[Stored dataset items]

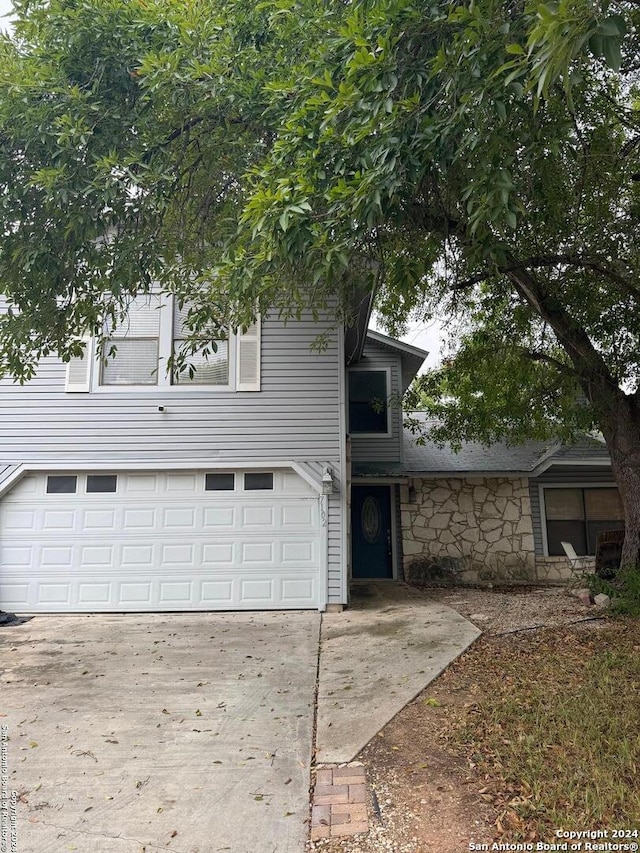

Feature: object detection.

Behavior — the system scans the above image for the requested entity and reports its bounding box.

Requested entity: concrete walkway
[316,582,481,764]
[0,612,320,853]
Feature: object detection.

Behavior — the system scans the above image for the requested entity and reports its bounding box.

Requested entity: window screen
[102,294,160,385]
[349,370,388,433]
[47,474,78,495]
[204,474,236,492]
[244,473,273,492]
[173,301,229,385]
[87,474,118,494]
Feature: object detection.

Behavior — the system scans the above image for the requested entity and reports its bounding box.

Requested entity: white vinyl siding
[347,340,402,464]
[0,318,346,603]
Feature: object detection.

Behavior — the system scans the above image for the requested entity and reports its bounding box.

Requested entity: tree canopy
[0,0,640,560]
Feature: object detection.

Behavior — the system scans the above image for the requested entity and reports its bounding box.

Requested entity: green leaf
[602,36,622,71]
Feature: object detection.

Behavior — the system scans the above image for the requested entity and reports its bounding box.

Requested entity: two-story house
[0,295,426,612]
[0,295,623,613]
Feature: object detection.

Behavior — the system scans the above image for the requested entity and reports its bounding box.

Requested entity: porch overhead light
[322,468,333,495]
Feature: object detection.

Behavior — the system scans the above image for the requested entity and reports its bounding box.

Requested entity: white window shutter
[64,338,93,393]
[236,317,261,391]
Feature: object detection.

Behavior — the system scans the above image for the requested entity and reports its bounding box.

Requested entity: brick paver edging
[311,764,369,841]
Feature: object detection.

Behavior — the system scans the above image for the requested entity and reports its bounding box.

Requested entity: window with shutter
[65,338,94,394]
[173,301,229,385]
[236,317,261,391]
[86,294,261,391]
[102,294,161,385]
[544,486,624,556]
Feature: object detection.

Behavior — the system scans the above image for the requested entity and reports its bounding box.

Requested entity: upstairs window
[544,487,624,556]
[101,295,160,385]
[172,302,229,385]
[101,294,229,386]
[349,370,391,435]
[65,294,262,393]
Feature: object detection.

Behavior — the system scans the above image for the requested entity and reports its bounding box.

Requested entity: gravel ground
[428,586,600,634]
[307,587,601,853]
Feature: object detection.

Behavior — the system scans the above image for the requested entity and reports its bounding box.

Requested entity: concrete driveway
[0,612,320,853]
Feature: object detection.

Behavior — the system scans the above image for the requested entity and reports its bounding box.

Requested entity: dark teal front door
[351,486,393,579]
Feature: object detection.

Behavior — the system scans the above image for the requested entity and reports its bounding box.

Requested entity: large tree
[0,0,640,564]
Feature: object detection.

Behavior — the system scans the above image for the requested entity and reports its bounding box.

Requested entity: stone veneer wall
[400,477,570,583]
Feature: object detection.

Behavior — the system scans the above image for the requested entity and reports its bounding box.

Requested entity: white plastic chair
[560,542,591,572]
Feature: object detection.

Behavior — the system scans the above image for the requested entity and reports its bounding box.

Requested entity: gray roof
[367,329,429,394]
[353,412,609,477]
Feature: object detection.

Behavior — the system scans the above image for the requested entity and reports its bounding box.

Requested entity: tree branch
[455,254,640,299]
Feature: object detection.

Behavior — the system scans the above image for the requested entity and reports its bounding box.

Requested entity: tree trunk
[592,390,640,568]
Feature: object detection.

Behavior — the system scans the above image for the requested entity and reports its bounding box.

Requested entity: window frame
[94,291,239,396]
[538,481,624,558]
[242,470,276,494]
[44,472,82,496]
[346,367,393,438]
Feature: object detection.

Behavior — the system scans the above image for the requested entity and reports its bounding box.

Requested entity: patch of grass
[586,566,640,617]
[449,619,640,841]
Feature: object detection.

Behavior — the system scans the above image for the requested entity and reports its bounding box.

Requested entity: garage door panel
[81,509,117,532]
[161,506,197,531]
[0,472,321,613]
[78,581,113,608]
[122,507,157,530]
[203,506,236,531]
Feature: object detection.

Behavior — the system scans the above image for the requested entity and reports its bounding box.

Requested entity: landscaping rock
[571,589,591,605]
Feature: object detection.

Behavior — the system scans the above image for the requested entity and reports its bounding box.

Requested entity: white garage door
[0,470,321,613]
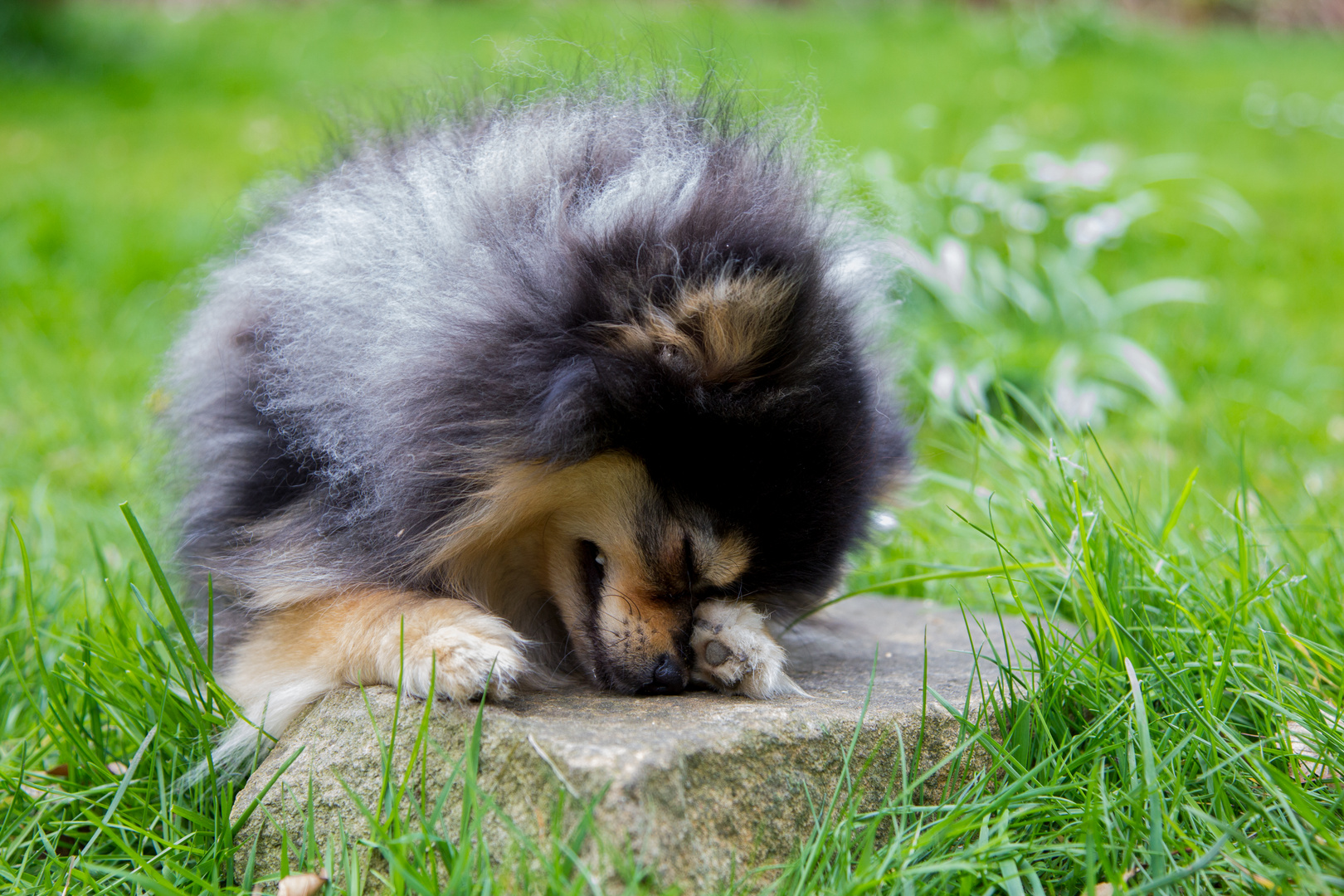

DIRECTIVE
Locate each line in the records above that contains the string "shutter", and copy those lines out. Case matters.

EXPECTED OUTPUT
Requested entity: white window shutter
Requested entity: window with shutter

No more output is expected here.